C’est ce mouvement que Rossetto
doit désarmer politiquement, et faire patienter dans l’immédiat.
En janvier 2003, le premier
objectif que s’est fixé le gouvernement Lula c’est de prouver, en actes, aux
impérialismes, à leurs banques et aux institutions internationales, du
« sérieux » des engagements pris à l’égard du FMI, alors que celui-ci
redoute que Lula se montre faible face aux revendications des travailleurs
brésiliens. Il n’est donc pas question de ne pas rembourser la dette, estimée à
255 milliards de dollars, fût-ce sous la forme d’un moratoire (modalités à
laquelle dut se résoudre le gouvernement argentin).
À cette fin, une politique de
rigueur est immédiatement engagée. Dès janvier, l’offensive est annoncée contre
les retraites, en particulier celles des fonctionnaires. Ricardo Berzoine, ministre de la « Prévoyance sociale »
et membre du PT, prévoit un système de retraite commun aux fonctionnaires et
aux travailleurs du privé. Or les retraites privées, généralement misérables
(350 réals en moyenne) sont, de toute façon,
plafonnées à 1560 réals (450 € environs) alors que
les retraites des fonctionnaires sont en moyenne de 2000 réals
(mais sont beaucoup plus élevés pour les officiers et pour les juges). Les
militaires protestent … Aussitôt Berzoine fait savoir
qu’ils ne sont pas concernés, leur régime étant qualifié
« d’exception » !

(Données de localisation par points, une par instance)
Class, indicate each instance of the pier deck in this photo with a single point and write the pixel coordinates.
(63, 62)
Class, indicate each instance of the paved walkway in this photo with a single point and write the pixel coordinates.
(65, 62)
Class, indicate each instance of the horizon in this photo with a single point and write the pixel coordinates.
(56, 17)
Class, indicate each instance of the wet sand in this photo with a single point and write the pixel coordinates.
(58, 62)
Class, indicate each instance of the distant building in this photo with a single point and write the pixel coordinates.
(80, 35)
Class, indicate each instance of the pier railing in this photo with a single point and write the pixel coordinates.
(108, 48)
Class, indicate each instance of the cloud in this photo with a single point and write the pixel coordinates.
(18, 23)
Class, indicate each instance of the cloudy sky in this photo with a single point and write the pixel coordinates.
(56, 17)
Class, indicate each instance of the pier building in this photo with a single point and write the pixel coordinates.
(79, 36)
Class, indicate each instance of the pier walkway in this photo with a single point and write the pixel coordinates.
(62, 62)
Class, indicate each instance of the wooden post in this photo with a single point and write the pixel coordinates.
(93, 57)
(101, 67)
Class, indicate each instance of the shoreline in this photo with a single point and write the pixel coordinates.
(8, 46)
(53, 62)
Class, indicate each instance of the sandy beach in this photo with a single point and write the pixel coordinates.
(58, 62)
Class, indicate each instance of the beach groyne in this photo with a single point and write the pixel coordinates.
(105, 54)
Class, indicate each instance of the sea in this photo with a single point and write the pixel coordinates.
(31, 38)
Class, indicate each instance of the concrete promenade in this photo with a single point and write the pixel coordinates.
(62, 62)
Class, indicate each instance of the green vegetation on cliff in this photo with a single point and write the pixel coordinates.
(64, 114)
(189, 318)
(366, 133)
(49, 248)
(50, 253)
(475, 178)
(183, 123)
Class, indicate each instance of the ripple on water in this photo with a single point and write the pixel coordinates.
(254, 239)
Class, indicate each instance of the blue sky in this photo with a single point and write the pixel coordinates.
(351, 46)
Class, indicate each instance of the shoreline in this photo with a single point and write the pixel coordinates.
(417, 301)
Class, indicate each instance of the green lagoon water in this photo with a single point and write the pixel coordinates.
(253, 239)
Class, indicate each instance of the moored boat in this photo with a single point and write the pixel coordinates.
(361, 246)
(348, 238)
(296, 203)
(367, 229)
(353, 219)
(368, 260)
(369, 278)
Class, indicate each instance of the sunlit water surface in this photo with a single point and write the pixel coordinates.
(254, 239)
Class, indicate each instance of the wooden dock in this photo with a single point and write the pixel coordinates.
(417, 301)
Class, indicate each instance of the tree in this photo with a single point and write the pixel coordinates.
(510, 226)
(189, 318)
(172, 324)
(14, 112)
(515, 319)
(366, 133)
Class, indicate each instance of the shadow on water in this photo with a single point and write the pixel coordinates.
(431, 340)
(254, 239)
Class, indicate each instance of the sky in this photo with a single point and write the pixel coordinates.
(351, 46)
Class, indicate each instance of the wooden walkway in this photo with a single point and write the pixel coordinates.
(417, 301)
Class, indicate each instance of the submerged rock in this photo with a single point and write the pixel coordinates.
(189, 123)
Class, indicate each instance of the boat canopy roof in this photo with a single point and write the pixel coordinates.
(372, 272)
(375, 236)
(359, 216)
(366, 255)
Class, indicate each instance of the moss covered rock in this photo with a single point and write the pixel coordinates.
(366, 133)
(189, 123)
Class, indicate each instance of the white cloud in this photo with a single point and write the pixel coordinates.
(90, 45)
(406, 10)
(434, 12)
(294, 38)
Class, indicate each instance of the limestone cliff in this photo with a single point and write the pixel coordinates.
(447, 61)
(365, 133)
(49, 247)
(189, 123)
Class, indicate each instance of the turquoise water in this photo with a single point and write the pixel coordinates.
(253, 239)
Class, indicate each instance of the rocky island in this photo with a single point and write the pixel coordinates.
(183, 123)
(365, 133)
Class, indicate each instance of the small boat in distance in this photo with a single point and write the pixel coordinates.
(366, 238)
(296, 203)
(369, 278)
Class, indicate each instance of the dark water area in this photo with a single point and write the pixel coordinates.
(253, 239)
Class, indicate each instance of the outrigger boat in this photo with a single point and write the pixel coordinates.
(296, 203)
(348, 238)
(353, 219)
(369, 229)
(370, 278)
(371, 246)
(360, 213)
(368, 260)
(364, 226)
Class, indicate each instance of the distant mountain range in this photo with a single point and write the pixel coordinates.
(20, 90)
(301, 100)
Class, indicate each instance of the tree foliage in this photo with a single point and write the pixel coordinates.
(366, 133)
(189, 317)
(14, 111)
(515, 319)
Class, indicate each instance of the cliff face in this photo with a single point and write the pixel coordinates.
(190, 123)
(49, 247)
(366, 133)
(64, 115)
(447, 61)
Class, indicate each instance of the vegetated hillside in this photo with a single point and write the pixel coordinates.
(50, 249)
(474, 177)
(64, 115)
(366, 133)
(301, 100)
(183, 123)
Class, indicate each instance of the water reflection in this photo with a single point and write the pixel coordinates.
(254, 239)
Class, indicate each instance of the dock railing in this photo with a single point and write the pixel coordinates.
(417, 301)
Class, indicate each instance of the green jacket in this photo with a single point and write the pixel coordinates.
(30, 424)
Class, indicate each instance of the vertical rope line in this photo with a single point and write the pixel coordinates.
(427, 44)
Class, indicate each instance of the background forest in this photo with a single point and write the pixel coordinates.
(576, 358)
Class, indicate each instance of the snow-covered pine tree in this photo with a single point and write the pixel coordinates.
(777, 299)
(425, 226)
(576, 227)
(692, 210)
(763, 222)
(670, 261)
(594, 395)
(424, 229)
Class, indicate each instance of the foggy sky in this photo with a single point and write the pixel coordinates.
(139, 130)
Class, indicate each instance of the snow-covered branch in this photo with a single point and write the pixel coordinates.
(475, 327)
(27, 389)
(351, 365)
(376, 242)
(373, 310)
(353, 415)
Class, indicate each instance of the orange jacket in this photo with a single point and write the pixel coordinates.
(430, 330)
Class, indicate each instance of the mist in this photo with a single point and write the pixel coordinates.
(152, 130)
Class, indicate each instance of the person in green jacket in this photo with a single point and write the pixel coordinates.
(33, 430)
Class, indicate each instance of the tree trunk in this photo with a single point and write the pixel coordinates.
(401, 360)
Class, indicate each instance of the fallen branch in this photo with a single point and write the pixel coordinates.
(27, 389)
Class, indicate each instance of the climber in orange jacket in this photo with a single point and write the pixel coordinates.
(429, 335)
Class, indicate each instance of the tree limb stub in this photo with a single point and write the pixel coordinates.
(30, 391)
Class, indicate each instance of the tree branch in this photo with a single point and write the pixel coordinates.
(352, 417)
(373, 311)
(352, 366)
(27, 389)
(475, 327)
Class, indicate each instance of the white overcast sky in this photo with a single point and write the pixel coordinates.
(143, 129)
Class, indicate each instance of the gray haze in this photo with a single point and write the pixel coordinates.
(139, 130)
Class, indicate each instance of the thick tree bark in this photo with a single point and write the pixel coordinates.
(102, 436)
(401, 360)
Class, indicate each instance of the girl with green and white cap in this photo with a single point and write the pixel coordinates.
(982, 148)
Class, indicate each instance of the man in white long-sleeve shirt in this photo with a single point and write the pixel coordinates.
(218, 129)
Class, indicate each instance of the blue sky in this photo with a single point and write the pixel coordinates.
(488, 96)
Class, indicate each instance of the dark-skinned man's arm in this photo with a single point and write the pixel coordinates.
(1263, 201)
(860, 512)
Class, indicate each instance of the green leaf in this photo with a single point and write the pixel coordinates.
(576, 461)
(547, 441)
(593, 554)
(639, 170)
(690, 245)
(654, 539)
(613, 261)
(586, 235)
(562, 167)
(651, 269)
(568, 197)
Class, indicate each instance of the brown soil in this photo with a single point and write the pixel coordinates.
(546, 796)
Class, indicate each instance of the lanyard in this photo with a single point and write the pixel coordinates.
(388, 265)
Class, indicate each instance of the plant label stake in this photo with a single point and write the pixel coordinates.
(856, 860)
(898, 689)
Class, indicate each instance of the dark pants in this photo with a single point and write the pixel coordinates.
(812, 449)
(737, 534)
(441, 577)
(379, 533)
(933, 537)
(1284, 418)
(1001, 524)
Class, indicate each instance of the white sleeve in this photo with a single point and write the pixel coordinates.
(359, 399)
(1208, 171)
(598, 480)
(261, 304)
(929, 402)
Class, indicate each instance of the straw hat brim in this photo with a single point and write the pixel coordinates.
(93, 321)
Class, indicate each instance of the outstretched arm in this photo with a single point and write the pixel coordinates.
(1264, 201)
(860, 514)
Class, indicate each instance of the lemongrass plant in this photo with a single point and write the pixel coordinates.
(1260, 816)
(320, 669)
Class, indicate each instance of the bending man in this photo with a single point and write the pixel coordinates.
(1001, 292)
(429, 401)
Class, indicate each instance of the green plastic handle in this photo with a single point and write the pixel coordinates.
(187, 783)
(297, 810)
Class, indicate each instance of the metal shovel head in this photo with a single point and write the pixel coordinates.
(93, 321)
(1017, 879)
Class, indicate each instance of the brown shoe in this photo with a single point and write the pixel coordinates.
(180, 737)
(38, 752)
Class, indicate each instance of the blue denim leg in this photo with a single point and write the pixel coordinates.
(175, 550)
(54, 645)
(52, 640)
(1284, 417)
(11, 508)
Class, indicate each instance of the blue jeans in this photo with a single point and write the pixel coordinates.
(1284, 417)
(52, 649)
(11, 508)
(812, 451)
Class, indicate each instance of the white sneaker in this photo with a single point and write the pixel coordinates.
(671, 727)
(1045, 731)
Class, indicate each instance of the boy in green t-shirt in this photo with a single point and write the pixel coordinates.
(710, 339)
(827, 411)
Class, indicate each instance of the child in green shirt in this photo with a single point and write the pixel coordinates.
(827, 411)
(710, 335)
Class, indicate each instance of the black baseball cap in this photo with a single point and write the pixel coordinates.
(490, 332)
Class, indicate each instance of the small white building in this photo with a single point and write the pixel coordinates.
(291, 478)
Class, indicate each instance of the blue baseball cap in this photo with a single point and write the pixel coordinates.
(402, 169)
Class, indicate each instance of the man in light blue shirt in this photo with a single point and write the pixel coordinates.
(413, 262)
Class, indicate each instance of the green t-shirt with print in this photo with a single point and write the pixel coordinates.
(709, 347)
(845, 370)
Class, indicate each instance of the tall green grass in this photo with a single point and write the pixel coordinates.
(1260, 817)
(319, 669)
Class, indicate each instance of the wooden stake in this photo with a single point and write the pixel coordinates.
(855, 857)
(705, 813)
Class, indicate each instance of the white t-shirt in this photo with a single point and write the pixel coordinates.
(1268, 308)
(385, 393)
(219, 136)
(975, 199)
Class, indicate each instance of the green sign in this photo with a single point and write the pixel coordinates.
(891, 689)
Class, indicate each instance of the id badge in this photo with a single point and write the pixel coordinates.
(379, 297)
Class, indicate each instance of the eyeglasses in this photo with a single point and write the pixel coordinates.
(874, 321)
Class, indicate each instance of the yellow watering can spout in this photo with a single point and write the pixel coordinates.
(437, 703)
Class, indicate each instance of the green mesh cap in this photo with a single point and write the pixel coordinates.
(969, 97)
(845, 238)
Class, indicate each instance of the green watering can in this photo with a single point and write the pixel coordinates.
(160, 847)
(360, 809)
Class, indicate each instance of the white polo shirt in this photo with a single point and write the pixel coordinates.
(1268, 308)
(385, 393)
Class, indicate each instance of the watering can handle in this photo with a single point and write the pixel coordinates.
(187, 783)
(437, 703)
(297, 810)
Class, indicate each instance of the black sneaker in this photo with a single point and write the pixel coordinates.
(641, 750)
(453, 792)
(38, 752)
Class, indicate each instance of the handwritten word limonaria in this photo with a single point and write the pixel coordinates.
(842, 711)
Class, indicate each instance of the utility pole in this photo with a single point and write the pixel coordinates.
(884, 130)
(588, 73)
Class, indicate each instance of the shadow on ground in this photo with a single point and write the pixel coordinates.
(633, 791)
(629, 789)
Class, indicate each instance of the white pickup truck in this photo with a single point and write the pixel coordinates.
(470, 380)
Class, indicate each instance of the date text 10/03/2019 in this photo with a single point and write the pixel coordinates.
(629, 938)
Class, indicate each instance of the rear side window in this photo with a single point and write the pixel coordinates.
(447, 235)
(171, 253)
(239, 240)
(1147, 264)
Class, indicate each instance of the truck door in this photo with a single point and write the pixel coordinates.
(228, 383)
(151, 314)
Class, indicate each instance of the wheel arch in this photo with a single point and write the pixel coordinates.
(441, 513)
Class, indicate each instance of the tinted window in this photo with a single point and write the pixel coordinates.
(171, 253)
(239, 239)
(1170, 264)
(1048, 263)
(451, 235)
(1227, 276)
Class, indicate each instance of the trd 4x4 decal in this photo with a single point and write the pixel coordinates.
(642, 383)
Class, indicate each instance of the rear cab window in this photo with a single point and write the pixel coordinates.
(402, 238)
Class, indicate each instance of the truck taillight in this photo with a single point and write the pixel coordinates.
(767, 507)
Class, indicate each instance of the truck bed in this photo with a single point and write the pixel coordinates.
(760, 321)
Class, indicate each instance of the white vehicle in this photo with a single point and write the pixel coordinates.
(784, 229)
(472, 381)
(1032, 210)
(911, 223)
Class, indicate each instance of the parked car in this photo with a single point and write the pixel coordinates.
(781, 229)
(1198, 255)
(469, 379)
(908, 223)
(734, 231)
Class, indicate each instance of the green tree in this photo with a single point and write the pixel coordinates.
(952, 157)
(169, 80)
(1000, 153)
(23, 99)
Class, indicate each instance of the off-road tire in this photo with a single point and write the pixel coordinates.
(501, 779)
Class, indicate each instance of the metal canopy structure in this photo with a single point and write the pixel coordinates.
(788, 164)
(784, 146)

■ Consigne ■
Recopiez fidèlement le passage de l'extrait qui commence par « C’est ce mouvement » et se poursuit jusqu'à « le gouvernement argentin). ». La liste provient d'une autre source que l'extrait.

■ Réponse produite ■
C’est ce mouvement que Rossetto
doit désarmer politiquement, et faire patienter dans l’immédiat.
En janvier 2003, le premier
objectif que s’est fixé le gouvernement Lula c’est de prouver, en actes, aux
impérialismes, à leurs banques et aux institutions internationales, du
« sérieux » des engagements pris à l’égard du FMI, alors que celui-ci
redoute que Lula se montre faible face aux revendications des travailleurs
brésiliens. Il n’est donc pas question de ne pas rembourser la dette, estimée à
255 milliards de dollars, fût-ce sous la forme d’un moratoire (modalités à
laquelle dut se résoudre le gouvernement argentin).